### [YOUR OBJECTIVE]
An exact transcription of all the data is required.
§ §
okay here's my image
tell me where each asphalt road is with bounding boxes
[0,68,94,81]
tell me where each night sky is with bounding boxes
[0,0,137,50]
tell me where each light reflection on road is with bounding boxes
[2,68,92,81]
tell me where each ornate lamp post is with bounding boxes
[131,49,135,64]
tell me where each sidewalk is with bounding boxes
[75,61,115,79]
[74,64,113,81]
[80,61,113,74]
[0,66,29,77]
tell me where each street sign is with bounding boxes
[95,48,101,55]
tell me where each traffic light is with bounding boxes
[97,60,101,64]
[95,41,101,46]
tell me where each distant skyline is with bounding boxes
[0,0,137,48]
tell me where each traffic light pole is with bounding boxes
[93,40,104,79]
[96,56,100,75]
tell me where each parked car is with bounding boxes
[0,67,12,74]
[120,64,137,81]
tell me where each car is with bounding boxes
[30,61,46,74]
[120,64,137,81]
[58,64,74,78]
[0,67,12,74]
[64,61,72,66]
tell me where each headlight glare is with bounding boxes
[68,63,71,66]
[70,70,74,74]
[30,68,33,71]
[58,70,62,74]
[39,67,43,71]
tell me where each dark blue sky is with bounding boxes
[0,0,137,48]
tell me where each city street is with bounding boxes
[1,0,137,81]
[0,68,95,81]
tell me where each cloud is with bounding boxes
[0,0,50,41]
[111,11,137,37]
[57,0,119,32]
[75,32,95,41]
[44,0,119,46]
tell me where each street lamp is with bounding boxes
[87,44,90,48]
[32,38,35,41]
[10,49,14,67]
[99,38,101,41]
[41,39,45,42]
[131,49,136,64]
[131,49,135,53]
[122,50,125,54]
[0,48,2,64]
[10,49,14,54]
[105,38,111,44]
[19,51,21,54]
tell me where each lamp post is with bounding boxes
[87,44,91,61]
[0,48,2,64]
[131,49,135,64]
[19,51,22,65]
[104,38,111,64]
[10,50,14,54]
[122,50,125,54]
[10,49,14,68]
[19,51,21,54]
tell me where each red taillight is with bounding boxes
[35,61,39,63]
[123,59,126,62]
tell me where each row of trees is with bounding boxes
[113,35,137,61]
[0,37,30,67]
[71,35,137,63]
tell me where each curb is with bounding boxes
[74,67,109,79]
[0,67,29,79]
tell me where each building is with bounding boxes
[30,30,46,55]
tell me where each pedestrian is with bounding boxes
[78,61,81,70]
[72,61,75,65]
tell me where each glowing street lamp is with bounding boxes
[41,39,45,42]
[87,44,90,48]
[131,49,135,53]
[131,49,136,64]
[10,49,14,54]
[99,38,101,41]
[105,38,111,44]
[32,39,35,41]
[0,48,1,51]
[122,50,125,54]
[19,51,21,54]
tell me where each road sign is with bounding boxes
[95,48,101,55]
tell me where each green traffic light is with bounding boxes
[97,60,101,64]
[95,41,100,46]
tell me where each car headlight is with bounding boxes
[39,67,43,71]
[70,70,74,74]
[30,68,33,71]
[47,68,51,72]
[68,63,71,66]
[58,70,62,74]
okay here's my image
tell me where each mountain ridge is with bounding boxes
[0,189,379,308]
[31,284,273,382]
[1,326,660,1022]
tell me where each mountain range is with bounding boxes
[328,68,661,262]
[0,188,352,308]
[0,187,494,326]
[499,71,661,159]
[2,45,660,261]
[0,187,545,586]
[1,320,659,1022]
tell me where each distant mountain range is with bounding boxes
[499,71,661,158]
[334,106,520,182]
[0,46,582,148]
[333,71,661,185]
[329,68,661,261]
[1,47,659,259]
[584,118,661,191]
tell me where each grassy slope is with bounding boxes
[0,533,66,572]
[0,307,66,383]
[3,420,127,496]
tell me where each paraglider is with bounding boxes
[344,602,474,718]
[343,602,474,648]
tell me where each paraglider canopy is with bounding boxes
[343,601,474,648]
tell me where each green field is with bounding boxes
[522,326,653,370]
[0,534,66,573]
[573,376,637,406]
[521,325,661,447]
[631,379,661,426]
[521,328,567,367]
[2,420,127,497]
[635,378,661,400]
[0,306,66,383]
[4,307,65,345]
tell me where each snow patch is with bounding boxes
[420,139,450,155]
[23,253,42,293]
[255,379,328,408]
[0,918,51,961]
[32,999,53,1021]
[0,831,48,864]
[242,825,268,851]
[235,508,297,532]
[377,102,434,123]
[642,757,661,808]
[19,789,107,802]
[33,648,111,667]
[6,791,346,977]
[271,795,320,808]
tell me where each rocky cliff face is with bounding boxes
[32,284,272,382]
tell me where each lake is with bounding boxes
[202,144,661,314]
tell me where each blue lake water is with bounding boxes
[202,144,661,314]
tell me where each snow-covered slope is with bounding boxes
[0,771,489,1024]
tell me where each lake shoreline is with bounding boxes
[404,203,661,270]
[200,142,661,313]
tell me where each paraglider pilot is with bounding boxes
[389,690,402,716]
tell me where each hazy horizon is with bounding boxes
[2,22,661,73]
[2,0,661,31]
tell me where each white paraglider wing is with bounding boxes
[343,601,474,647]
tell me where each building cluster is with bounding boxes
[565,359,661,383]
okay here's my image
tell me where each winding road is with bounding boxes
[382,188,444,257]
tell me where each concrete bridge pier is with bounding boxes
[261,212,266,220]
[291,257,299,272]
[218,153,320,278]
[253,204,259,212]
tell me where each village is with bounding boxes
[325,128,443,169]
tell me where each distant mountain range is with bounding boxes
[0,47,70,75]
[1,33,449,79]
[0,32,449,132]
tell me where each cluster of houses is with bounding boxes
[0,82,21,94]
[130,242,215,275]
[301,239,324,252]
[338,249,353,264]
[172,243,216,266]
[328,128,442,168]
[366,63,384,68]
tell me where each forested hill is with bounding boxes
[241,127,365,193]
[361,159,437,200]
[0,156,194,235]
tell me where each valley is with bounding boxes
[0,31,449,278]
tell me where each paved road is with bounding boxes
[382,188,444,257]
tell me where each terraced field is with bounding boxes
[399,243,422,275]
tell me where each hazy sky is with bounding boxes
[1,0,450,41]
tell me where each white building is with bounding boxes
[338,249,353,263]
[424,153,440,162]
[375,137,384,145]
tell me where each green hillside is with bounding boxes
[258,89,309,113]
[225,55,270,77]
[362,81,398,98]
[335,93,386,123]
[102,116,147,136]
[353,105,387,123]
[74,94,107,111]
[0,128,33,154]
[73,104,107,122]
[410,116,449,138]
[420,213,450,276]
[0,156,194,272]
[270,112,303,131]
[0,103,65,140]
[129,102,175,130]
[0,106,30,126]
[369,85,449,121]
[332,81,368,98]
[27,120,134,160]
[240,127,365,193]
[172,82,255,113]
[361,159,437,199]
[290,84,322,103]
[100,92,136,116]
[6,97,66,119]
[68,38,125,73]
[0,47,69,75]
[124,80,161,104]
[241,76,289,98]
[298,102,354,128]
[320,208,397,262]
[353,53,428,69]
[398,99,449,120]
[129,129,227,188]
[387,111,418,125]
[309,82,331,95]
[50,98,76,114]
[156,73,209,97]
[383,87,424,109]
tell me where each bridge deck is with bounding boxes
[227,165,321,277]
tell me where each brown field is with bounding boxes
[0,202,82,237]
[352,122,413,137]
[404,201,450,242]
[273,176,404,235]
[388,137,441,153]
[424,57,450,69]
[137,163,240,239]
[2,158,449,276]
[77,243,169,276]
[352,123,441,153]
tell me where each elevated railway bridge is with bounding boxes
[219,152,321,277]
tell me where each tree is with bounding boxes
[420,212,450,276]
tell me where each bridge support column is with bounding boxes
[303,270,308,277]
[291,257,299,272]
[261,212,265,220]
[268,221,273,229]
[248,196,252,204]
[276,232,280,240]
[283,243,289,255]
§ §
### [EXERCISE OUTPUT]
okay here's my image
tell me where each asphalt road is with bounding boxes
[0,68,94,81]
tell me where each night sky is with bounding boxes
[0,0,137,50]
tell me where each light reflection on road is with bounding boxes
[2,68,92,81]
tell me where each ornate lamp post is with bounding boxes
[131,49,135,64]
tell me where each sidewalk is with bounding boxes
[75,61,115,79]
[74,64,113,81]
[80,61,113,74]
[0,66,29,77]
tell me where each street sign is with bounding boxes
[95,48,101,55]
tell me where each traffic light is with bounding boxes
[97,60,101,64]
[95,41,101,46]
tell me where each distant skyline is with bounding boxes
[0,0,137,48]
tell me where each traffic light pole is with bounding boxes
[93,40,104,79]
[96,56,100,75]
tell me where each parked car is with bounding boxes
[0,67,12,74]
[120,64,137,81]
tell me where each car is with bounding boxes
[30,61,46,74]
[120,64,137,81]
[58,64,74,78]
[0,67,12,74]
[64,61,72,66]
tell me where each headlight glare is with bounding boxes
[68,63,71,66]
[70,70,74,74]
[30,68,33,71]
[58,70,62,74]
[39,67,43,71]
tell me where each dark blue sky is with bounding boxes
[0,0,137,48]
tell me where each city street is with bounding boxes
[1,0,137,81]
[0,68,95,81]
tell me where each cloud is with bounding boxes
[0,0,50,41]
[111,11,137,37]
[57,0,119,32]
[75,32,95,41]
[44,0,119,46]
tell me where each street lamp is with bounding boxes
[87,44,90,48]
[32,38,35,41]
[10,49,14,67]
[99,38,101,41]
[41,39,45,42]
[131,49,136,64]
[131,49,135,53]
[122,50,125,54]
[0,48,2,64]
[10,49,14,54]
[105,38,111,44]
[19,51,21,54]
tell me where each lamp post is with bounding boxes
[87,44,91,61]
[0,48,2,64]
[131,49,135,64]
[19,51,22,65]
[104,38,111,64]
[10,50,14,54]
[122,50,125,54]
[10,49,14,68]
[19,51,21,54]
tell me where each red taillight is with bounding boxes
[35,61,39,63]
[123,59,126,62]
tell me where each row of trees is with bounding boxes
[113,35,137,61]
[0,37,30,67]
[71,35,137,63]
tell me where each curb is with bounding boxes
[74,67,109,79]
[0,67,29,79]
tell me where each building is with bounding boxes
[30,30,46,55]
tell me where each pedestrian is with bounding boxes
[78,61,81,70]
[72,61,75,65]
tell me where each glowing street lamp is with bounding boxes
[41,39,45,42]
[87,44,90,48]
[131,49,135,53]
[131,49,136,64]
[10,49,14,54]
[99,38,101,41]
[105,38,111,44]
[32,39,35,41]
[0,48,1,51]
[122,50,125,54]
[19,51,21,54]
tell me where each road sign is with bounding boxes
[95,48,101,55]
tell me where each green traffic light is with bounding boxes
[97,60,101,64]
[95,41,100,46]
tell me where each car headlight is with bounding boxes
[39,67,43,71]
[70,70,74,74]
[30,68,33,71]
[47,68,51,72]
[68,63,71,66]
[58,70,62,74]
okay here's my image
tell me where each mountain ridge is with bounding boxes
[0,189,379,308]
[31,284,273,382]
[1,326,660,1022]
tell me where each mountain range is with bounding boxes
[328,68,661,262]
[0,188,352,308]
[0,187,494,326]
[499,71,661,159]
[2,45,660,261]
[0,187,545,586]
[1,320,659,1022]
tell me where each distant mountain range is with bounding boxes
[499,71,661,158]
[334,106,520,182]
[0,46,582,148]
[333,71,661,185]
[329,68,661,261]
[1,47,659,259]
[584,118,661,191]
tell me where each grassy slope is with bounding boxes
[0,533,66,572]
[0,307,66,383]
[3,420,127,496]
tell me where each paraglider is with bounding boxes
[344,602,474,718]
[343,602,474,648]
tell me where each paraglider canopy is with bounding boxes
[343,601,474,648]
tell me where each green field is with bounding boxes
[522,326,653,370]
[0,534,66,573]
[573,376,637,406]
[521,325,661,447]
[631,379,661,426]
[521,328,567,367]
[2,420,127,497]
[635,378,661,400]
[0,306,66,383]
[4,307,65,345]
tell me where each snow patch is with bounding boxes
[420,139,450,155]
[23,253,42,293]
[255,379,328,408]
[0,918,51,961]
[32,999,53,1021]
[0,831,48,864]
[242,825,268,851]
[235,508,297,532]
[377,102,434,123]
[642,757,661,808]
[19,789,107,802]
[33,648,111,667]
[6,791,346,977]
[271,795,320,808]
tell me where each rocky cliff face is with bounding boxes
[32,284,272,382]
tell me where each lake is with bounding boxes
[202,144,661,314]
tell me where each blue lake water is with bounding boxes
[202,144,661,314]
tell me where each snow-covered slope is with bounding boxes
[0,771,489,1024]
tell me where each lake shoreline is with bounding boxes
[404,203,661,270]
[200,142,661,313]
tell me where each paraglider pilot is with bounding boxes
[389,690,402,716]
tell me where each hazy horizon is with bounding boxes
[2,22,661,73]
[2,0,661,31]
tell me where each white paraglider wing is with bounding boxes
[343,601,474,647]
tell me where each building cluster is with bounding boxes
[565,359,661,383]
okay here's my image
tell me where each winding road is with bounding boxes
[382,188,444,257]
tell me where each concrete bridge pier is with bounding boxes
[261,212,266,220]
[291,257,299,272]
[218,153,320,278]
[253,204,259,212]
tell me where each village is with bounding boxes
[325,128,443,169]
tell me where each distant mountain range is with bounding boxes
[0,47,70,75]
[1,33,449,79]
[0,32,449,132]
tell me where each cluster of houses is with bounding boxes
[0,82,21,94]
[130,242,215,275]
[301,239,324,252]
[338,249,353,264]
[172,243,216,266]
[328,128,442,168]
[366,63,384,68]
tell me where each forested hill is with bounding boxes
[241,127,365,193]
[361,159,437,200]
[0,156,194,235]
tell me where each valley is with bounding boxes
[0,31,449,278]
tell me where each paved road is with bounding boxes
[382,188,444,257]
tell me where each terraced field is with bounding boxes
[399,243,422,275]
tell me where each hazy sky is with bounding boxes
[1,0,450,41]
tell me where each white building is with bounding boxes
[338,249,353,263]
[424,153,440,162]
[375,137,384,145]
tell me where each green hillside is with bounding boxes
[258,89,309,113]
[225,55,270,77]
[362,81,398,98]
[335,93,386,123]
[102,116,147,136]
[353,105,387,123]
[74,94,107,111]
[0,128,33,154]
[73,104,107,122]
[410,116,449,138]
[420,213,450,276]
[0,156,194,272]
[270,112,303,131]
[0,103,65,140]
[129,102,175,130]
[0,106,30,126]
[369,85,449,121]
[332,81,368,98]
[27,120,134,160]
[240,127,365,193]
[172,82,255,113]
[361,159,437,199]
[290,84,322,103]
[100,92,136,116]
[6,97,66,119]
[68,38,125,73]
[0,47,69,75]
[124,80,161,104]
[241,76,289,98]
[298,102,354,128]
[320,208,397,262]
[353,53,428,69]
[398,99,449,120]
[129,129,227,188]
[387,111,418,125]
[309,82,331,95]
[50,98,76,114]
[156,73,209,97]
[383,87,424,109]
tell me where each bridge deck is with bounding boxes
[227,165,321,277]
tell me where each brown field is with bounding boxes
[0,202,82,237]
[352,122,413,137]
[404,201,450,242]
[273,176,404,235]
[388,137,441,153]
[424,57,450,69]
[137,163,240,239]
[2,158,449,276]
[77,243,169,276]
[352,123,441,153]
tell me where each elevated railway bridge is with bounding boxes
[219,152,321,277]
tell me where each tree is with bounding boxes
[420,212,450,276]
tell me where each bridge support column is with bounding boxes
[303,270,308,277]
[291,257,299,272]
[261,212,265,220]
[268,221,273,229]
[248,196,252,204]
[276,232,280,240]
[283,243,289,255]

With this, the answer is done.